Yet, another part of the harvest will also have to be given up. When the sower sows, Jesus tells his hearers, a third part (ἄλλο; Mk 4:7) falls amongst the thorns, and the thorns will grow up and choke the seed, it will yield no grain, at least not for the peasant famer working the land. What is a possible metaphoric reference for the thorns in Mark 4:7? In the Old Testament, thorns are a common metaphor used to describe the wicked (see Scott 1990:354). In Numbers 33:55, for example, the enemies of God's chosen people are described as thorns (see also Ps 118:12; Ezk 2:6), in 2 Samuel 23:6 thorns are used to describe the godless, and in 4 Esdras 16.77 the wicked, because of their sins and iniquities, are also metaphorically described as thorns. For the hearers of the parable, who were these thorns? Most probably the temple elite who also, in terms of tithes and offerings, claimed their part of the harvest. The fact that a part of the seed falls amongst thorns thus reveals its inevitable fate; a part of the harvest will grow, but chocked by the temple elite.

** LISTING **

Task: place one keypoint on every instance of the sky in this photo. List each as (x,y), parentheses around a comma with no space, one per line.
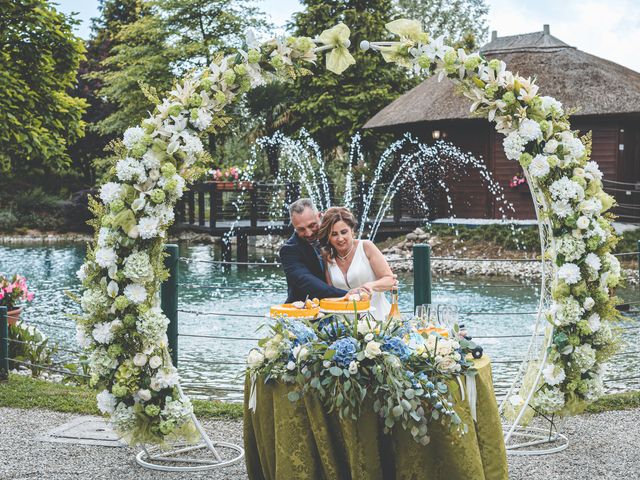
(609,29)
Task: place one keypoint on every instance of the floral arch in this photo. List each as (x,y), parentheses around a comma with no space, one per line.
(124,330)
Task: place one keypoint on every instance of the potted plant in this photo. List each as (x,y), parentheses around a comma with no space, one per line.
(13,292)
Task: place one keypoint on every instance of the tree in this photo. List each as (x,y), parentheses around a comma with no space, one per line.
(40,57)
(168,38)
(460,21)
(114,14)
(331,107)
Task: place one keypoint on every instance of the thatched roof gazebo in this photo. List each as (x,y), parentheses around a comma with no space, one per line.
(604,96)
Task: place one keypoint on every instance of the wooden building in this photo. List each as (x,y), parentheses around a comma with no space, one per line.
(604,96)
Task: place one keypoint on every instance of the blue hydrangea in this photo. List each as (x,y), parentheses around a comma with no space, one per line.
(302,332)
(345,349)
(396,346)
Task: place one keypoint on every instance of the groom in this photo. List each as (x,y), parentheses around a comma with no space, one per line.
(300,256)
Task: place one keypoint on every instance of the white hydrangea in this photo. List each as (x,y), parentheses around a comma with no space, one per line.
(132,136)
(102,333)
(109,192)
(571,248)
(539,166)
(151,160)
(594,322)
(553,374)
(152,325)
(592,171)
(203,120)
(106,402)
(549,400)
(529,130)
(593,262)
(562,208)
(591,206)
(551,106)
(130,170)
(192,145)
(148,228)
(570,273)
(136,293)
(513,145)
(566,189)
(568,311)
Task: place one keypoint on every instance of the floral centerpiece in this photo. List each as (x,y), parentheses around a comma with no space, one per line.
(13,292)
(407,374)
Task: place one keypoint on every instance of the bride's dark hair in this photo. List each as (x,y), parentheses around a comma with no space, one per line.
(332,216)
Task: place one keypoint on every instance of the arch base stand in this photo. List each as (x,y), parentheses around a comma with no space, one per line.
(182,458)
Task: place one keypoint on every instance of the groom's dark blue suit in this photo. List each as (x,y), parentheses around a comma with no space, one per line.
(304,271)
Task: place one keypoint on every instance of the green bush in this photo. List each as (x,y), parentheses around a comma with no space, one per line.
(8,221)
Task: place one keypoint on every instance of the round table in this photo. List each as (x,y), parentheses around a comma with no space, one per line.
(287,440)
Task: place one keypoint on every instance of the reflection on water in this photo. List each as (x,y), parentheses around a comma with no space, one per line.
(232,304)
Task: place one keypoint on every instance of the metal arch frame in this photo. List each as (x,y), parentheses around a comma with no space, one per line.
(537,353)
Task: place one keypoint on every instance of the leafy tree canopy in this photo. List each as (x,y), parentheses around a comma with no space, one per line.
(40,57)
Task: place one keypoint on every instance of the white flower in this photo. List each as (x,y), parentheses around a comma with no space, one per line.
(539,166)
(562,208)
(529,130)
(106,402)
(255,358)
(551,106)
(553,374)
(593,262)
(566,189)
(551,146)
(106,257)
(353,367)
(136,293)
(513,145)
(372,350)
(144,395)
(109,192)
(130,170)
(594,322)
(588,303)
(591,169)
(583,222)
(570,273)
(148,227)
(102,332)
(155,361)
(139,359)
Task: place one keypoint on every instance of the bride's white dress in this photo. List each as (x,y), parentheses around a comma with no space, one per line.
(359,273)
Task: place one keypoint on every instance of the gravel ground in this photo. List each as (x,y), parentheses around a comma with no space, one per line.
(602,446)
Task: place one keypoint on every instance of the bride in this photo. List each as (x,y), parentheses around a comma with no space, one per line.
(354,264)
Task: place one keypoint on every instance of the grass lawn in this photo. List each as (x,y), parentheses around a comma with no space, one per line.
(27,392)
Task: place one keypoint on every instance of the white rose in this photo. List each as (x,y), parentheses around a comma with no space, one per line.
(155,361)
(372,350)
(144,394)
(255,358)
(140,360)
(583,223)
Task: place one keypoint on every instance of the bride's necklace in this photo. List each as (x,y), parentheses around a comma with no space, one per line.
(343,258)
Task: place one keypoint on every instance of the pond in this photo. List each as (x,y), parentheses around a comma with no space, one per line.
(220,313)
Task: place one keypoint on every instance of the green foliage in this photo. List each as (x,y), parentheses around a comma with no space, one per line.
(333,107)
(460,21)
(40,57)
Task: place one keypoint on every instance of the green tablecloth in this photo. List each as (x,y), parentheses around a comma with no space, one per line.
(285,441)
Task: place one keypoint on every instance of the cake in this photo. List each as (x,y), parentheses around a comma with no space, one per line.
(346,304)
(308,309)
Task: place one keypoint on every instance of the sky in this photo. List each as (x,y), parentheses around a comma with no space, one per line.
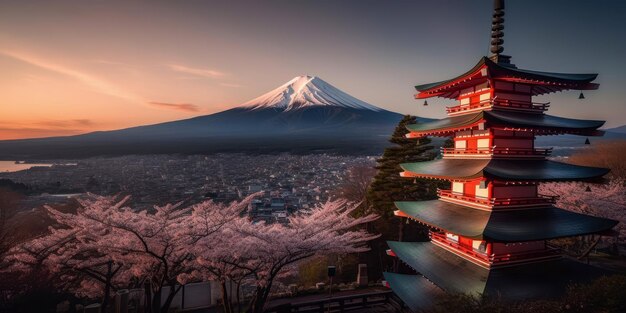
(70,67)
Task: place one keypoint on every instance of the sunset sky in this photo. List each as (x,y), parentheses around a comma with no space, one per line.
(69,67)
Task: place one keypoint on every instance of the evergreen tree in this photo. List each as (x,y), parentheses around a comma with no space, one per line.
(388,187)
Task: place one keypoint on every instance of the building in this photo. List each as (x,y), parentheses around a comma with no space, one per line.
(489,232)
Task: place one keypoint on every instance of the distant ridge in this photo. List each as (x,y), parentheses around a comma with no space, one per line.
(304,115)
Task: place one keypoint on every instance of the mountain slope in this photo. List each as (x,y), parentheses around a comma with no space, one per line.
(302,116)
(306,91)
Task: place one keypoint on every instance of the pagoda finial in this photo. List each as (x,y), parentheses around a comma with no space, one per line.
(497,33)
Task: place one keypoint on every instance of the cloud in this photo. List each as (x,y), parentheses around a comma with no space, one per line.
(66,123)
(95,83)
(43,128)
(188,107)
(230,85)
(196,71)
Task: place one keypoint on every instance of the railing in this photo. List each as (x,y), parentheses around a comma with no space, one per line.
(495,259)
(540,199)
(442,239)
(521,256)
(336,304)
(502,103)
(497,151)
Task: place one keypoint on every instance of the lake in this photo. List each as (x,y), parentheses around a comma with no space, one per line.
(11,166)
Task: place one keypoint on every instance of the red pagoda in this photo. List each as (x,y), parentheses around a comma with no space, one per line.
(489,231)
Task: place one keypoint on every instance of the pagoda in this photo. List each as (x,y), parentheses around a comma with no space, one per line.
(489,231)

** SHORT PROBLEM **
Please answer these questions from the passage on the thorns, one a line:
(a) Which verse in Mark does it cite for the seed falling among the thorns?
(b) In Numbers 33:55, who are described as thorns?
(c) Who does it name as the most probable thorns for the hearers of the parable?
Use only the passage on the thorns, not the listing.

** TASK SOLUTION **
(a) Mark 4:7
(b) The enemies of God's chosen people
(c) The temple elite